(Dataset items)
══════════════════════════════

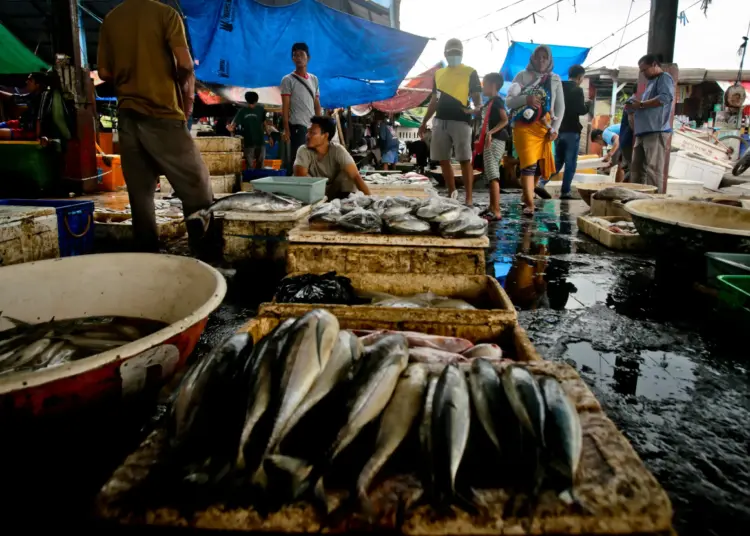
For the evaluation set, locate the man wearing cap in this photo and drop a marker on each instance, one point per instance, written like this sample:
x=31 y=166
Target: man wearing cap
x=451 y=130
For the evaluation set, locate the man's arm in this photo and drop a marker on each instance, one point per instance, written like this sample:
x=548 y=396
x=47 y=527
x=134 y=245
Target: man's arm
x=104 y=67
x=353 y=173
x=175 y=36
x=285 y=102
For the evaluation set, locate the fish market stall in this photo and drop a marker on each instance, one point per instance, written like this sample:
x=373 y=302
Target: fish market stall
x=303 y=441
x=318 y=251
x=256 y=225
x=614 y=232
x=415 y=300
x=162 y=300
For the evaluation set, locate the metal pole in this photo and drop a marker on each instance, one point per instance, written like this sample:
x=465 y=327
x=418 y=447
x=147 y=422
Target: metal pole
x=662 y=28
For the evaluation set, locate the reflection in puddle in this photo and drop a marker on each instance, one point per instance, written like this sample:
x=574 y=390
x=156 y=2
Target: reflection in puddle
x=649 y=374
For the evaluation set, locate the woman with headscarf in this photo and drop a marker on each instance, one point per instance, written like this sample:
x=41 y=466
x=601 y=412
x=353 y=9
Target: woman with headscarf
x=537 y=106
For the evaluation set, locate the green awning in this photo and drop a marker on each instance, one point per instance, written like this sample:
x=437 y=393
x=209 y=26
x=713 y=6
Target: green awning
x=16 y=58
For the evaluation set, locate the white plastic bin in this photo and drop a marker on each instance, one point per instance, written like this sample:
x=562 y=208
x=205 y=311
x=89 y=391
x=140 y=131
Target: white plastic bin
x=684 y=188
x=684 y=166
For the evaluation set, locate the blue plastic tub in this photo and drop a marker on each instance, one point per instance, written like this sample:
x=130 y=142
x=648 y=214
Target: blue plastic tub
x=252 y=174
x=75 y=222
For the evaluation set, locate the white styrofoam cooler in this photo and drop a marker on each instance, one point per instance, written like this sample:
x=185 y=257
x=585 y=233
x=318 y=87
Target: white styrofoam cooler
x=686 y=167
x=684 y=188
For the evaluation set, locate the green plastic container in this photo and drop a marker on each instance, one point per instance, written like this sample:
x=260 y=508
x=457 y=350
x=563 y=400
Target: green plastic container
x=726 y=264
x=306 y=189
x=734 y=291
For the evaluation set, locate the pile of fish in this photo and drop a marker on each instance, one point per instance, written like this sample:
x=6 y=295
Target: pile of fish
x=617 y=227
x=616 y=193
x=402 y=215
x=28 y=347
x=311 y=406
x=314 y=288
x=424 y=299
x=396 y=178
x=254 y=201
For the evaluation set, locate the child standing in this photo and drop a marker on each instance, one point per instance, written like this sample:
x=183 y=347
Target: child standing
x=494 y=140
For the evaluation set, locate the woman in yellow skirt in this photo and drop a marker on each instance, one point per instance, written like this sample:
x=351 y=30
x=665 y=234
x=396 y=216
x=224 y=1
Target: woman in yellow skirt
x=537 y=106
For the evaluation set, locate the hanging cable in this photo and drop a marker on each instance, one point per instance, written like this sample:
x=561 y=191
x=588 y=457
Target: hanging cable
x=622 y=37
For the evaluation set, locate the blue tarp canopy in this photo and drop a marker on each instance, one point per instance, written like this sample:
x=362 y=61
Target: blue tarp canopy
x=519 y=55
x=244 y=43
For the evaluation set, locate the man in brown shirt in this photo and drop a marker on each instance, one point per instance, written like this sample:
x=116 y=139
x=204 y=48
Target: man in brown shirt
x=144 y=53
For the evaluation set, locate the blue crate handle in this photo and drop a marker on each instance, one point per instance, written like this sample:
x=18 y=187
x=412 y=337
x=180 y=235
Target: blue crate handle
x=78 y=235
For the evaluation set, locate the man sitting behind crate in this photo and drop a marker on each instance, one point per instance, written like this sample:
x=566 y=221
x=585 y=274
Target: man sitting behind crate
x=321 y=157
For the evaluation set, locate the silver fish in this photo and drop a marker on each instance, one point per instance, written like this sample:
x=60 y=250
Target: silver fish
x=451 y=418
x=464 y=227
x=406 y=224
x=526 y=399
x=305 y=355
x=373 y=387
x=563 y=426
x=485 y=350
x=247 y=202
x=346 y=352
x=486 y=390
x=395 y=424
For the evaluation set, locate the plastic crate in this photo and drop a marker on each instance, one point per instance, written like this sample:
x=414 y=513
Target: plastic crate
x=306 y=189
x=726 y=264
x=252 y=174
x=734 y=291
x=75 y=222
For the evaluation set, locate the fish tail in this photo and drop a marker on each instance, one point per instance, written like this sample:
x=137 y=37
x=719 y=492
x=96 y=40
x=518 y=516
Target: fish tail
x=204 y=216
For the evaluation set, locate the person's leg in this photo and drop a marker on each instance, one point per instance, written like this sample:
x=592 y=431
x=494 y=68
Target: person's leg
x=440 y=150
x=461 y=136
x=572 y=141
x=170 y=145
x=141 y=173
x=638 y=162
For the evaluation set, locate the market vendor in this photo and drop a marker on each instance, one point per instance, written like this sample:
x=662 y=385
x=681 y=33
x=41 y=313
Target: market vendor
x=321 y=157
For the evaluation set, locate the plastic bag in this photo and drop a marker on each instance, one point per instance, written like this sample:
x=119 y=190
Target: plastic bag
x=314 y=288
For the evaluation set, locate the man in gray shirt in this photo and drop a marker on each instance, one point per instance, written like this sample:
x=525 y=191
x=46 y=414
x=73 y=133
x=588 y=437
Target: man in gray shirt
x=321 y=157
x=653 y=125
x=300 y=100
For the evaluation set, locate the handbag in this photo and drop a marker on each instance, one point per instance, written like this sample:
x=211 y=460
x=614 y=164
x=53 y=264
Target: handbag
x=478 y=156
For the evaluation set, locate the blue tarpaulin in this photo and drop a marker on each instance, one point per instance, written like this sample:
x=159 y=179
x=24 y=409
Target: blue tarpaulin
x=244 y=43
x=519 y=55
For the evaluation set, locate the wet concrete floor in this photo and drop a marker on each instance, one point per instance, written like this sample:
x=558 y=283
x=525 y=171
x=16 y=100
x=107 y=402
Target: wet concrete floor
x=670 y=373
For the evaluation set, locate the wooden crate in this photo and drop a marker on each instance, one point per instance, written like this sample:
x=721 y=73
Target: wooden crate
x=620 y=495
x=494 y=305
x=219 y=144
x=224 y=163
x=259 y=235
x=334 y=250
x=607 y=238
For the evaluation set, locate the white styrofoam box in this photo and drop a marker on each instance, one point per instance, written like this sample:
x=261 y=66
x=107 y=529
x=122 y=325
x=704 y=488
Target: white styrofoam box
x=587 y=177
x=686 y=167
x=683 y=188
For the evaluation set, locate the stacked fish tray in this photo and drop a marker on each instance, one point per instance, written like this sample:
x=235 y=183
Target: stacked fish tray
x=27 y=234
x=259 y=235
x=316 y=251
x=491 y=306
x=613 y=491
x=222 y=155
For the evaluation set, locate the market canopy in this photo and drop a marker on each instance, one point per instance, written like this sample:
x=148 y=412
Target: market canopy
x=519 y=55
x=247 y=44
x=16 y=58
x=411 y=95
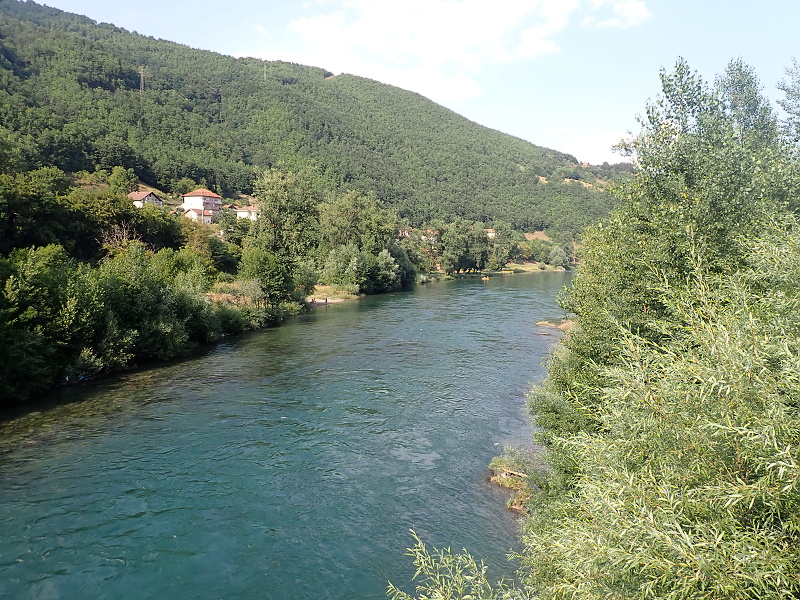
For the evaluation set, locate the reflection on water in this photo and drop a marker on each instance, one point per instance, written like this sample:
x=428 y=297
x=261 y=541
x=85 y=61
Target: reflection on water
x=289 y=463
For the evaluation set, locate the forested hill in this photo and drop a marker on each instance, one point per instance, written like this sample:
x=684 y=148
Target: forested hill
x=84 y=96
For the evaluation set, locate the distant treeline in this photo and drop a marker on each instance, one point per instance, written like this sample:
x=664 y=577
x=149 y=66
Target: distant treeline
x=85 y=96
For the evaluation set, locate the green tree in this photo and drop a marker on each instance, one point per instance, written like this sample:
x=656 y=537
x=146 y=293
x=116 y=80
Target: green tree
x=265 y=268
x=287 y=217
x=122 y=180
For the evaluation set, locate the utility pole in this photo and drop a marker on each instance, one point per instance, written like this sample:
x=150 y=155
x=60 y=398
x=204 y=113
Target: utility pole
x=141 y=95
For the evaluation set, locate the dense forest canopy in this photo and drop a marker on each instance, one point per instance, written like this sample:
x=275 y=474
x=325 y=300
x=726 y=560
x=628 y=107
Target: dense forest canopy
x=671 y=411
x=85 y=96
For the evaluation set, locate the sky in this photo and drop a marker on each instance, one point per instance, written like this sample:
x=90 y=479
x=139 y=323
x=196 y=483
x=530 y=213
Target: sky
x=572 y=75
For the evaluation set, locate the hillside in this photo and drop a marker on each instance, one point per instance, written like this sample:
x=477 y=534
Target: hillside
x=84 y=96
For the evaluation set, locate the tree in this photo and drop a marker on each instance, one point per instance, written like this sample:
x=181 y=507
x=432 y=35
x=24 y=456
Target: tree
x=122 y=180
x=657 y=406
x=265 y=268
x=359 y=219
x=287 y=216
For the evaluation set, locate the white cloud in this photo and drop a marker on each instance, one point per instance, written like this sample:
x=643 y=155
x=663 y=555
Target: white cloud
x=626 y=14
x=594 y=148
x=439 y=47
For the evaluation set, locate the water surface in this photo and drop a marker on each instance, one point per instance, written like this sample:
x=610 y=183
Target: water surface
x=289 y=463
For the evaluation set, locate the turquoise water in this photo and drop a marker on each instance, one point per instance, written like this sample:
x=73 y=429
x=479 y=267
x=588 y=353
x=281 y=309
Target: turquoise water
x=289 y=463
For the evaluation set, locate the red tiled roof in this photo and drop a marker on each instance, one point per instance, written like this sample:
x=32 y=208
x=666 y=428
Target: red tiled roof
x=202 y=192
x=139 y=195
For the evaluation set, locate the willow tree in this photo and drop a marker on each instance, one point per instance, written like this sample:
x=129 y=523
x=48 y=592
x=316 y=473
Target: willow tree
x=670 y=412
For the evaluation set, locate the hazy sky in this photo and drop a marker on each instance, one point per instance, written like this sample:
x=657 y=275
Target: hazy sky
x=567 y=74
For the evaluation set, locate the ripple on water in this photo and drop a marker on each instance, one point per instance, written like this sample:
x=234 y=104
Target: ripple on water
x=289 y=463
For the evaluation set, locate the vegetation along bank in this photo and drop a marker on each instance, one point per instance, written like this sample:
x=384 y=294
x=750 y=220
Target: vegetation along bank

══════════════════════════════

> _AIM OF THE TASK_: Produce an exact copy of the lines from the one containing "For the evaluation set, locate the red" through the last line, and of nothing else.

> _SOLUTION TO THIS TASK_:
For the evaluation set, locate the red tiled roof in this photo and drop a marker on each instance, one point per instance, written like this sample:
x=32 y=208
x=666 y=428
Target: red tiled roof
x=202 y=192
x=139 y=195
For the evaluation set, locate the willow tree in this photo and drop a marker on each instance, one point per instance, written like this sample:
x=129 y=523
x=48 y=592
x=316 y=473
Target: willow tree
x=670 y=412
For the evaluation set, locate the hazy sky in this photo and drop a marker on each instance, one point per instance, written like this sample:
x=657 y=275
Target: hazy sky
x=567 y=74
For the evaluation set, locate the ripple on water in this photo and drop a marker on each instance, one point per instance, written like this sample:
x=234 y=104
Target: ripple on water
x=289 y=463
For the evaluation set, locate the vegetation along bank in this photo and drop a marker on each instance, one point per instance, written like this sample:
x=384 y=294
x=750 y=220
Target: vegetation along bank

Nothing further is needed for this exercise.